→ Estratto
◇ ◇ ◇ ◇

Né allo stato sembra ricorrere - avuto riguardo alla causa in concreto perseguita dalle parti, quale sopra delineata - il prospettato dolo in ordine alla conclusione del contratto( che insomma, per quanto sopra detto, sembra che sia stato voluto anche dal mutuatario).
L’emersione del collegamento negoziale tra mutuo e contratto di conto corrente – la contestazione del quantum del credito posto a base del pignoramento immobiliare
L’aver ammesso la validità del mutuo in parola, non preclude poi la verifica di eventuali addebiti di somme per un titolo nullo, in particolare per anatocismo o per corrispettivi non pattuiti per iscritto, quali commissioni di massimo scoperto o spese; e la censura dell’opponente andava anche in questa direzione.
Nel caso di specie però, avendo la banca fondato l’azione esecutiva sulla base del mutuo e degli interessi maturati, l’accertamento di eventuali nullità dei titoli, in base ai quali la banca addebitava somme sul conto corrente con apertura di credito, può integrare una ragione di controcredito per il mutuatario, suscettibile di essere opposta in compensazione; ovvero idonea a ridurre l’ammontare del credito se, come nel caso in esame, non solo la somma mutuata veniva fatta accreditare sul conto corrente contestato, ma finivano con il confluire in esso anche le rate scadute.

◇ ◇ ◇ ◇

→ Righe di dati
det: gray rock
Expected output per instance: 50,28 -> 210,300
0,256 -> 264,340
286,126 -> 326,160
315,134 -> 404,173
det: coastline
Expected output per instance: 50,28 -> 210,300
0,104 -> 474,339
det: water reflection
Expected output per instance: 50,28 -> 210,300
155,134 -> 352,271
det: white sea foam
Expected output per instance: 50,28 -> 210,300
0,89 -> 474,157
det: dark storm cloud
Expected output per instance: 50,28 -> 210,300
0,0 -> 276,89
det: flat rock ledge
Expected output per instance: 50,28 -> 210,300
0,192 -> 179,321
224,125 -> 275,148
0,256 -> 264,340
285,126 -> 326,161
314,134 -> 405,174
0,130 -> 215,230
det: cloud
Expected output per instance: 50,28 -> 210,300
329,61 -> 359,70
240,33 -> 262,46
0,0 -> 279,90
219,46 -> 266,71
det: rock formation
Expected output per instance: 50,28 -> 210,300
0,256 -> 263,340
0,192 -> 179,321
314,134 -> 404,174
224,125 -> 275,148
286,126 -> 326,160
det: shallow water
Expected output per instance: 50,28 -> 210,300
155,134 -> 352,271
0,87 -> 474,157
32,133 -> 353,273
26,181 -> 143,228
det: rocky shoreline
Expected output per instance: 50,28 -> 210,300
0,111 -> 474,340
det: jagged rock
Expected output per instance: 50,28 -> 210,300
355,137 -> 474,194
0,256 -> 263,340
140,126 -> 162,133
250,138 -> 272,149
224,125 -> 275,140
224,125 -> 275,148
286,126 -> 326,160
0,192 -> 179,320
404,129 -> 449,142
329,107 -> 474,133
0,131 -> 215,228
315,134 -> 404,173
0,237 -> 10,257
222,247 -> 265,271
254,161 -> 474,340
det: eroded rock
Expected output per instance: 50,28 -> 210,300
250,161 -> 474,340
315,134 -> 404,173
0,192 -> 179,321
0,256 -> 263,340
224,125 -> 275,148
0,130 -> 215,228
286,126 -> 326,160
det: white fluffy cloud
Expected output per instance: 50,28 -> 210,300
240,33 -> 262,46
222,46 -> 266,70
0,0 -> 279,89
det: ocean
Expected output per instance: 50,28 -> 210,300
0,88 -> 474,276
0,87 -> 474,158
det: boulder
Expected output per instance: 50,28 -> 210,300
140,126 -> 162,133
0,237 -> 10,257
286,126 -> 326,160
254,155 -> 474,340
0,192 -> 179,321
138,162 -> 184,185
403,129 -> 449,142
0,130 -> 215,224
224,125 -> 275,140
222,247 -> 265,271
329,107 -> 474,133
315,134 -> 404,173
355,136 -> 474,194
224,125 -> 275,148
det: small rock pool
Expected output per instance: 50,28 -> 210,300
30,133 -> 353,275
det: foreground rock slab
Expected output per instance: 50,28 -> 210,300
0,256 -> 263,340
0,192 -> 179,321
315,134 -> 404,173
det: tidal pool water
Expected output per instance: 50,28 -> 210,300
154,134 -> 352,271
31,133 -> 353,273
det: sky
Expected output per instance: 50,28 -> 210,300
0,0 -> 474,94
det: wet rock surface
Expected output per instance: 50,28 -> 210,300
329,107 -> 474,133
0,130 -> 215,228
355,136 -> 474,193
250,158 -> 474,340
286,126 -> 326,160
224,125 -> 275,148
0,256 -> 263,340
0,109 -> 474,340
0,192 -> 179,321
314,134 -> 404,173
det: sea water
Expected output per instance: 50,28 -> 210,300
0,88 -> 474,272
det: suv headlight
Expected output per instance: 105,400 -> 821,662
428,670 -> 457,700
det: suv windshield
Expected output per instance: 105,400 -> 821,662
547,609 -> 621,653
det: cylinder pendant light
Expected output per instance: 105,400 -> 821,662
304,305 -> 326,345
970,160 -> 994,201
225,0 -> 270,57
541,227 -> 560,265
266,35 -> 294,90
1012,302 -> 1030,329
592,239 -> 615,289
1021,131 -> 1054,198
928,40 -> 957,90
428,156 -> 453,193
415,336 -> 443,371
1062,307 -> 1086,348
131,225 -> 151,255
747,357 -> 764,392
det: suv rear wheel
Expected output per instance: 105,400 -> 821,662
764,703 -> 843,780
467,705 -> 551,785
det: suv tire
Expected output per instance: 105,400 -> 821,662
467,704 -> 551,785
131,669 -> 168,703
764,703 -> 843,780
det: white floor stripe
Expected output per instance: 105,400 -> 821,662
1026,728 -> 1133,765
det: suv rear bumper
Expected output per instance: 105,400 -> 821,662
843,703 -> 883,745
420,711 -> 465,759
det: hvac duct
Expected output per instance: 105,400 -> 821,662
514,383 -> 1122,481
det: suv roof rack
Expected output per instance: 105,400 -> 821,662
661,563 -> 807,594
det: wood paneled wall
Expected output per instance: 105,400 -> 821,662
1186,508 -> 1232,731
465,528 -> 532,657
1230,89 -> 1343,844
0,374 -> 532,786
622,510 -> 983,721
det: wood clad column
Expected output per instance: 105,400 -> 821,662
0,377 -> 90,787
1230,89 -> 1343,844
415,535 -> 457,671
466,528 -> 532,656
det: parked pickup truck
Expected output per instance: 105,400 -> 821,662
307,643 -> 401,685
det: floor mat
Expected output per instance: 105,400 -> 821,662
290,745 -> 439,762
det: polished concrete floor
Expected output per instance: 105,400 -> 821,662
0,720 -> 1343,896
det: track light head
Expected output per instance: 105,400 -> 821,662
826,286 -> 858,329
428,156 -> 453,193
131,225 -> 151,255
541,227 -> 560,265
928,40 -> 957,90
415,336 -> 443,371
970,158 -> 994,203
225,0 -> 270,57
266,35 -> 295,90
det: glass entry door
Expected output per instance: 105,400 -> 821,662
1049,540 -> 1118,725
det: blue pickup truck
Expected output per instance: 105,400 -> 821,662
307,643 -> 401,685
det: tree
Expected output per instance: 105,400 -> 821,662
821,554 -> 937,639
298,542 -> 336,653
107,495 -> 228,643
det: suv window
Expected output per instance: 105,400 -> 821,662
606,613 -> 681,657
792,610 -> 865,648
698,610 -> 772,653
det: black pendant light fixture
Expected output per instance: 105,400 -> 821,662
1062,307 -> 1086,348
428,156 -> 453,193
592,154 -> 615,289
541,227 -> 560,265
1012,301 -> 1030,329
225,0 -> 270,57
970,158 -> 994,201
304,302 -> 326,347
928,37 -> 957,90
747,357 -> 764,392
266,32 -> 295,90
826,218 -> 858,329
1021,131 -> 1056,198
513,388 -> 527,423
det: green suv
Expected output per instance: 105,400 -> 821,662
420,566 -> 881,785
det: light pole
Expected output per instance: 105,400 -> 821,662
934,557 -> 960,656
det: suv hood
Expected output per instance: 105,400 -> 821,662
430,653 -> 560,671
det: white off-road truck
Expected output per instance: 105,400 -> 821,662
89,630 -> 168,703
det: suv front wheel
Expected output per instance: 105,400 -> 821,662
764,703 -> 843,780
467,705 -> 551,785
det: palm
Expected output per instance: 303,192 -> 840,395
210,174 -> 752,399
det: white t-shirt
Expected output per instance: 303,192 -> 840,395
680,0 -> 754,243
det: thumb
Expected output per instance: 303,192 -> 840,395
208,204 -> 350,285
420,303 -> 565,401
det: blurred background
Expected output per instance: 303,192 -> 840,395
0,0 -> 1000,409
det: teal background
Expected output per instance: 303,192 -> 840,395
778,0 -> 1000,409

◇ ◇ ◇ ◇

→ Istruzione scritta 1
Riscrivi i record dalla riga che contiene "det: teal background" fino alla fine dei record, sostituendo "teal" con "turquoise" e lasciando tutto il resto invariato.
→ Istruzione scritta 2
Continua il brano sul collegamento tra mutuo e conto corrente, partendo dopo la sua ultima frase.

→ Risposta attesa 1
det: turquoise background
Expected output per instance: 303,192 -> 840,395
778,0 -> 1000,409

→ Risposta attesa 2
Gli interessi di mora che spettano in caso di risoluzione del mutuo e la capitalizzazione indebita
Con riguardo al mutuo fondiario stipulato nel vigore del d.P.R. 21 gennaio 1976 n. 7 - e, quindi, in epoca anteriore all'entrata in vigore delle disposizioni di cui all'art. 38 ss. d. lgs. 1° settembre 1993 n. 385, recante il testo unico delle leggi in materia bancaria e creditizia - la S.C. a S.U. ammetteva gli interessi di mora per le rate scadute prima della risoluzione; viceversa per quelle a questa successive imponeva lo scorporo dalle rate a scadere degli interessi convenzionali e quindi l’applicazione degli interessi di mora convenzionali sulla sola sorte capitale.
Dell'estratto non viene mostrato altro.